Start

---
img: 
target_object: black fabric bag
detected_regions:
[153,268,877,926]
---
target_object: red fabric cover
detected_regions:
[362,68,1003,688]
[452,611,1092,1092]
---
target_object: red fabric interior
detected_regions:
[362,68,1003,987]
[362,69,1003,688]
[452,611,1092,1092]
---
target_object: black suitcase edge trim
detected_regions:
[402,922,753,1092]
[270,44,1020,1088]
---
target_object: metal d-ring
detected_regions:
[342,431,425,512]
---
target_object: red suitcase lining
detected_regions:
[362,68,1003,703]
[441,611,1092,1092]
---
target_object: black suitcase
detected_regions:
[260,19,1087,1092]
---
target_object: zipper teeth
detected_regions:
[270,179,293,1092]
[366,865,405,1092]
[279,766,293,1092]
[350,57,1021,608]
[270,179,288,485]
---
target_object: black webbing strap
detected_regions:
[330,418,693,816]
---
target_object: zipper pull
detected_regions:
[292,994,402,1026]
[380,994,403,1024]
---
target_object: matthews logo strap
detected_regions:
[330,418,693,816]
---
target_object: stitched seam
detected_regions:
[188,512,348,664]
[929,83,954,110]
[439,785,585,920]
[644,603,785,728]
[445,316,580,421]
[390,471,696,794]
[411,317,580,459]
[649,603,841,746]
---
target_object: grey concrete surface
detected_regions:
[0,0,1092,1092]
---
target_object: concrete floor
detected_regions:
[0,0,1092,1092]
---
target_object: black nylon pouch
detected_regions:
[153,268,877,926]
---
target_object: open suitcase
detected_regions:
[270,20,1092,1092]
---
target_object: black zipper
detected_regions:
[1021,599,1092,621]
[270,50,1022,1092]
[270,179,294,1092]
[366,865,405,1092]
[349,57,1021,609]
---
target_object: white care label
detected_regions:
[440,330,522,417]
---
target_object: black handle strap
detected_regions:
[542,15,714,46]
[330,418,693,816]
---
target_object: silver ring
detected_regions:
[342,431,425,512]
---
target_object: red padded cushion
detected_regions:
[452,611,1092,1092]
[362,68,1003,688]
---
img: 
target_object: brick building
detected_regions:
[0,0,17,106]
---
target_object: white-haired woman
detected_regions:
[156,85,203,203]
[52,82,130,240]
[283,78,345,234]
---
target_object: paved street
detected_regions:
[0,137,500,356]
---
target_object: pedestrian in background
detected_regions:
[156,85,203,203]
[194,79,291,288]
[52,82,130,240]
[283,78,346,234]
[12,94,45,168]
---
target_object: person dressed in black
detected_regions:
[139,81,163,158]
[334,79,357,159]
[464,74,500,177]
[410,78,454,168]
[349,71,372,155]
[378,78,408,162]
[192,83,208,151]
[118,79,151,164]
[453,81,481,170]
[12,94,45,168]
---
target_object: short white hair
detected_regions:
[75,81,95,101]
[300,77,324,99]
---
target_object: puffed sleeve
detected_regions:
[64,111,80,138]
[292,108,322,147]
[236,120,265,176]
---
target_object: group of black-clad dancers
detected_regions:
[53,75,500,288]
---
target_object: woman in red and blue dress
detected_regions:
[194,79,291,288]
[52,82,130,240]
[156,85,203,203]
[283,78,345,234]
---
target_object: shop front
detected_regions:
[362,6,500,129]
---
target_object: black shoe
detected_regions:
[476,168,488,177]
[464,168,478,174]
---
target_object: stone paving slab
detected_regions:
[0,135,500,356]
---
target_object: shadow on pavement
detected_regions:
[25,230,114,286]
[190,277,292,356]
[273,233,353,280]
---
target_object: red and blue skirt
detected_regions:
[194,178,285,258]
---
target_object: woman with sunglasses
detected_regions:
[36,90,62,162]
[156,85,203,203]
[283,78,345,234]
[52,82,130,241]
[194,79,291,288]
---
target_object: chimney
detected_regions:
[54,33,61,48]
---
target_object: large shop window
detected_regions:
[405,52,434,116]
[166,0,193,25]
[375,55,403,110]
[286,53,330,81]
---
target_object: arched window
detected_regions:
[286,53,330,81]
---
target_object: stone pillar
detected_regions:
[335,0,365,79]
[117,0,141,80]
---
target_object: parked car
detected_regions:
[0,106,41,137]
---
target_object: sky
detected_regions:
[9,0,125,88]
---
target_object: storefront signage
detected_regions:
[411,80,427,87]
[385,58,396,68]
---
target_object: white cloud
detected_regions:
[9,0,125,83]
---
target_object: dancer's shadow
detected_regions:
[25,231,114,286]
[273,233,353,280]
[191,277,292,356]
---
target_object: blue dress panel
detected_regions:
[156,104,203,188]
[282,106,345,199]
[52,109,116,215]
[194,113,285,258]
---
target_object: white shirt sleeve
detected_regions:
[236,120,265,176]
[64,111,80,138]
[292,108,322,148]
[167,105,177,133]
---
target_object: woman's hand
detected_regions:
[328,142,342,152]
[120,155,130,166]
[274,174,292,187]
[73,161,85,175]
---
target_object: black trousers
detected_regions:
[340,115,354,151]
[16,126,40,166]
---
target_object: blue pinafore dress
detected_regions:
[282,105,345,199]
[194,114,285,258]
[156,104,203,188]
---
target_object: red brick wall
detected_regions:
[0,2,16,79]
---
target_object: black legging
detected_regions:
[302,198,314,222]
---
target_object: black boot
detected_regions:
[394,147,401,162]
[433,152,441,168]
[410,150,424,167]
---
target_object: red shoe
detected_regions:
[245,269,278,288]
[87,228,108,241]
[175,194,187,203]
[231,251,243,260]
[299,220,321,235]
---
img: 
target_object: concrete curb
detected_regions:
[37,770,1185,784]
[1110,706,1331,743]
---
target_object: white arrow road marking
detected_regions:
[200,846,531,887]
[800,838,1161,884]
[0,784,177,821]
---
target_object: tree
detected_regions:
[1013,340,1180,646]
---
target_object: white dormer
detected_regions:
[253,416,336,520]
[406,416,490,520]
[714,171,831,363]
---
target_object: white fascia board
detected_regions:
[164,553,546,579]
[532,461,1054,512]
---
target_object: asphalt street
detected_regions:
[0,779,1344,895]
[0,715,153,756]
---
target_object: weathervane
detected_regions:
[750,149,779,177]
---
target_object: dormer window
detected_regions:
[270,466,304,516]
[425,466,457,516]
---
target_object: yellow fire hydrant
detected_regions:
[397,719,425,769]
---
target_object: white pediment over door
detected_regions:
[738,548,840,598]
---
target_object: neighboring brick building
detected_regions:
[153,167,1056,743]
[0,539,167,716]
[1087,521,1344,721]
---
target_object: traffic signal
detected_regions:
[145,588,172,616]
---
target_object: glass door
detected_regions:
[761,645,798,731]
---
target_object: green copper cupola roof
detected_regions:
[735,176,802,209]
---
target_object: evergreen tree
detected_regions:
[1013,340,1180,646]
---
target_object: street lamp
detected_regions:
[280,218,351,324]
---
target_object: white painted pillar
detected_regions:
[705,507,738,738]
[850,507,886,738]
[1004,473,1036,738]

End

**TASK PROMPT**
Pick out and copy every line of the rows above that contains the word "strap".

**RIGHT ANSWER**
target_object: black webbing strap
target_object: matthews logo strap
target_object: black handle strap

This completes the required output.